* Given text *
To put it lightly: I’m passionate about food and food relationships.

So I decided that I should go back to school and study Nutrition and Food formally and become a Registered Dietitian. The things that almost held me back were: my student debt and my own insecurities about the idea that I should be at a different life stage for my age. The Government of Ontario made tuition free (for a brief but blissful period of time) for low & middle income individuals, and that was the push I needed to jump back into school .

Before my first semester even began, I’d spent hours in reading blogs and combing forums for affirmation that my second degree decision was the right one. I found a lot of people saying it was not. Why go back to school for a second undergraduate degree when you could get a Masters? Why not start a business with the money instead? Why plunge yourself deeper into debt instead of crawling out of it? So instead of ruminating on all the should’ve/would’ve/could’ve’s, let’s talk about the positives!

* Provided information *
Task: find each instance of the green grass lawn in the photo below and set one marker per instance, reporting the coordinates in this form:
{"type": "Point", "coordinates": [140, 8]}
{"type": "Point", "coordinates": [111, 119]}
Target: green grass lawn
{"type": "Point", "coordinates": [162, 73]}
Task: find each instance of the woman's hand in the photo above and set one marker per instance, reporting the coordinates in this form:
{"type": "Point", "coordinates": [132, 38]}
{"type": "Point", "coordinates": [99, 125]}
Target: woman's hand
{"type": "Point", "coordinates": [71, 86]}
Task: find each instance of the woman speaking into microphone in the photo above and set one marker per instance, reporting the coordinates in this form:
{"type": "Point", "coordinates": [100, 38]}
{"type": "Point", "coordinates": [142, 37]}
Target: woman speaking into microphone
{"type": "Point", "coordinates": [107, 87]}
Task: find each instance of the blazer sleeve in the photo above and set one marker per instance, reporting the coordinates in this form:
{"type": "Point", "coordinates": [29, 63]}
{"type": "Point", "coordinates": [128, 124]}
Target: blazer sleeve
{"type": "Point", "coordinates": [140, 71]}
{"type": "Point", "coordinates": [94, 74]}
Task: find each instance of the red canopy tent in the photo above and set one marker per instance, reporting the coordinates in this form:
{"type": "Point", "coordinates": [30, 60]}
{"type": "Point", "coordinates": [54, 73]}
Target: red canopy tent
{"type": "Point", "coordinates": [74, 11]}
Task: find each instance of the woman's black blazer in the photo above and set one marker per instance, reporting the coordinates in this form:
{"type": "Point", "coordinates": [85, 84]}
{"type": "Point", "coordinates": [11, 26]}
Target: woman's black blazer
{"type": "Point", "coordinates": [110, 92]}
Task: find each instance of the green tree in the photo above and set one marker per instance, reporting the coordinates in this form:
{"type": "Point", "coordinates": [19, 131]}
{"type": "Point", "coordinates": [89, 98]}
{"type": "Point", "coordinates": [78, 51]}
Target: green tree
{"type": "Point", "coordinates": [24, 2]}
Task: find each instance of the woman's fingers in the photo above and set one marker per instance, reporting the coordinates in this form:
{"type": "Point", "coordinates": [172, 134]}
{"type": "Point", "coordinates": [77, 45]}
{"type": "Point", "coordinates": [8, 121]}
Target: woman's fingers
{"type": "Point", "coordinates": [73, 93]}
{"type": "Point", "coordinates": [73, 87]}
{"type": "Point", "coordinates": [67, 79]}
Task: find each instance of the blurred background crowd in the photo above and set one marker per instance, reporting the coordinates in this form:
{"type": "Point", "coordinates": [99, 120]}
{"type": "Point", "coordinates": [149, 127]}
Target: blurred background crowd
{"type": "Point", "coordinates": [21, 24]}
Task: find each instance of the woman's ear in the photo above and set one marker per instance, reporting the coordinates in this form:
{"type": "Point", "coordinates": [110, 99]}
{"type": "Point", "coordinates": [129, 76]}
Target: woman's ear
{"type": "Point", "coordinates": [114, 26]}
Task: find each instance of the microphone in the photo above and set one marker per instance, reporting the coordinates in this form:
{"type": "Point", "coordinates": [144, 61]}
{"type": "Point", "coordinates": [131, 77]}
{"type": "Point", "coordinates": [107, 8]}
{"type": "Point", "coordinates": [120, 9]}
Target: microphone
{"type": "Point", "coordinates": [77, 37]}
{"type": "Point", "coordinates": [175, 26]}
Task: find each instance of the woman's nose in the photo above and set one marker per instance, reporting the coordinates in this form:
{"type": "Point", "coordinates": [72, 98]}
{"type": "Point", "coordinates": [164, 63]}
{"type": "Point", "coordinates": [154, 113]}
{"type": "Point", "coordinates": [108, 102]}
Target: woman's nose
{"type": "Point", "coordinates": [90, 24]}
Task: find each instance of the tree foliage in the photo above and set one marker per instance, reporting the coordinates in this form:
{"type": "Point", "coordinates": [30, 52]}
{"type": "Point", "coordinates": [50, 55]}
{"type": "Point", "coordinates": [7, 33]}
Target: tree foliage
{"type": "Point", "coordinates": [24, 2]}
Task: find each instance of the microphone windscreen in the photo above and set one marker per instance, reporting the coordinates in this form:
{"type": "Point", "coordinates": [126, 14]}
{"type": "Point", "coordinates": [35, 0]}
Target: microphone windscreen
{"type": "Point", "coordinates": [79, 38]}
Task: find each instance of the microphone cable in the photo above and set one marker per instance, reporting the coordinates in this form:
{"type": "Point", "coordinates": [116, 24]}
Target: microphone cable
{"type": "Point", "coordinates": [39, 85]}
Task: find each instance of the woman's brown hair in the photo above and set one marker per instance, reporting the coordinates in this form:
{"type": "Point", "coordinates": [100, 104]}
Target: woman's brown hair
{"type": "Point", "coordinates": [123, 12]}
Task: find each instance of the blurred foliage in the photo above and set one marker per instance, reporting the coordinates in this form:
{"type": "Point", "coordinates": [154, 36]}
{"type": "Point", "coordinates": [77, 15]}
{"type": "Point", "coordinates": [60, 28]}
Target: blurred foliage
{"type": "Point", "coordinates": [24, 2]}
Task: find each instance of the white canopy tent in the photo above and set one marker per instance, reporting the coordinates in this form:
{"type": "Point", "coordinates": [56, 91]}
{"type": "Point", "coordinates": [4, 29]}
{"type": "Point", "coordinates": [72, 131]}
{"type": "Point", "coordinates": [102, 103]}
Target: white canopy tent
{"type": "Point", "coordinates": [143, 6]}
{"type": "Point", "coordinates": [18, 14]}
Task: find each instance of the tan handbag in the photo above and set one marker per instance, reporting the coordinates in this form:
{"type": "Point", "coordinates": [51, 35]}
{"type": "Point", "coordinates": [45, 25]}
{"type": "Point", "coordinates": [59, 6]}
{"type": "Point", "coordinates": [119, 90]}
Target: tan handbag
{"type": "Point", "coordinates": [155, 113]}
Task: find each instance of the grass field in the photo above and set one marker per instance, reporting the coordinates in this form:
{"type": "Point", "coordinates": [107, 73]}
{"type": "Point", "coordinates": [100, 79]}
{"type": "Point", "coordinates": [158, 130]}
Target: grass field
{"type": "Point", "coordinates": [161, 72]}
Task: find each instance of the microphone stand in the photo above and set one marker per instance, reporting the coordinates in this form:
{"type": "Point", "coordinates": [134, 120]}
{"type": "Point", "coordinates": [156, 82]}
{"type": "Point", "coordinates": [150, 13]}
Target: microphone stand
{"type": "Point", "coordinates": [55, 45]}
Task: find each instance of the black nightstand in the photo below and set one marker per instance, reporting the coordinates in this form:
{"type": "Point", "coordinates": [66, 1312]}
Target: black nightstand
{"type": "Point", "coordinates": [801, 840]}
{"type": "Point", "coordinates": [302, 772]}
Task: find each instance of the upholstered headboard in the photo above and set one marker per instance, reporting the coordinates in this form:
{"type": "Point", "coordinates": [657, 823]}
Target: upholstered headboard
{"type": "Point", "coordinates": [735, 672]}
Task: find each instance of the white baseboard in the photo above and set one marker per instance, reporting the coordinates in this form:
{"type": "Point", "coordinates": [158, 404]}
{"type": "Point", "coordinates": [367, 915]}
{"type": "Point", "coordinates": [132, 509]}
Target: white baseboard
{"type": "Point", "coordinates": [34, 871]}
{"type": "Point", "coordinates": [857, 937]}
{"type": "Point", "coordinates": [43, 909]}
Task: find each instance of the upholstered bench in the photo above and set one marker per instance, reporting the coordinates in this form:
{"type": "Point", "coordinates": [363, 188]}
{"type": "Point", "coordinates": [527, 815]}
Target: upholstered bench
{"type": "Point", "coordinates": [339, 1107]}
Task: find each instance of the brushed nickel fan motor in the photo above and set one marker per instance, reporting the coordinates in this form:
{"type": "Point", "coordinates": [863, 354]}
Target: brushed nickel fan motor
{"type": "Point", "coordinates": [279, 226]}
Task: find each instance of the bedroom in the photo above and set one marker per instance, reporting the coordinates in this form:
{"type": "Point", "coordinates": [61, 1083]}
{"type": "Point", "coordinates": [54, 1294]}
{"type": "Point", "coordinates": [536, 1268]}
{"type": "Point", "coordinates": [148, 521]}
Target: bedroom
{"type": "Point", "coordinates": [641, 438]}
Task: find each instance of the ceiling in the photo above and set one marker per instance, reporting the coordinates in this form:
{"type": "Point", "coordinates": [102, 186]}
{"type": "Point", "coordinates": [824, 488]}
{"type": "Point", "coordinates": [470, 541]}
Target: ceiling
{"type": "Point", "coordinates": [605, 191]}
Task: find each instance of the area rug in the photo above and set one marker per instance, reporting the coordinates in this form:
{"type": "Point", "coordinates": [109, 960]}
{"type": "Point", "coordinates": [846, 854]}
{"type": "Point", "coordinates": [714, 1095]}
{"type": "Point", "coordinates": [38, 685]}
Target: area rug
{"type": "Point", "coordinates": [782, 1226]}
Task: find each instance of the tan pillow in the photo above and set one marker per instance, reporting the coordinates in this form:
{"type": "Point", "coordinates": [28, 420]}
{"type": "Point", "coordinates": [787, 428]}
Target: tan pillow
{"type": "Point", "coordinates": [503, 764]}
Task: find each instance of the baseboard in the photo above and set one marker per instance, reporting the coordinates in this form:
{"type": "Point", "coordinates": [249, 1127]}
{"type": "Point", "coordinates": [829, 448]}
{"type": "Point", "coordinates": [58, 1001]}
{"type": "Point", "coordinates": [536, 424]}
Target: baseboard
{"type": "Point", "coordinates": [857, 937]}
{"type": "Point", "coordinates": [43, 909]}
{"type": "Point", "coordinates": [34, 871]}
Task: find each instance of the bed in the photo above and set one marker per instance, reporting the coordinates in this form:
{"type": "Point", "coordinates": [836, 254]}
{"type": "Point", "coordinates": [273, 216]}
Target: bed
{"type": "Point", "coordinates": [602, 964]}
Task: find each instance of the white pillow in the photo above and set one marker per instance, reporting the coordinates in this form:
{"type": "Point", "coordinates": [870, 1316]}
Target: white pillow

* How to complete this task *
Reproduce word for word the full passage on returning to school to study nutrition and food.

* Solution to this problem *
To put it lightly: I’m passionate about food and food relationships.

So I decided that I should go back to school and study Nutrition and Food formally and become a Registered Dietitian. The things that almost held me back were: my student debt and my own insecurities about the idea that I should be at a different life stage for my age. The Government of Ontario made tuition free (for a brief but blissful period of time) for low & middle income individuals, and that was the push I needed to jump back into school .

Before my first semester even began, I’d spent hours in reading blogs and combing forums for affirmation that my second degree decision was the right one. I found a lot of people saying it was not. Why go back to school for a second undergraduate degree when you could get a Masters? Why not start a business with the money instead? Why plunge yourself deeper into debt instead of crawling out of it? So instead of ruminating on all the should’ve/would’ve/could’ve’s, let’s talk about the positives!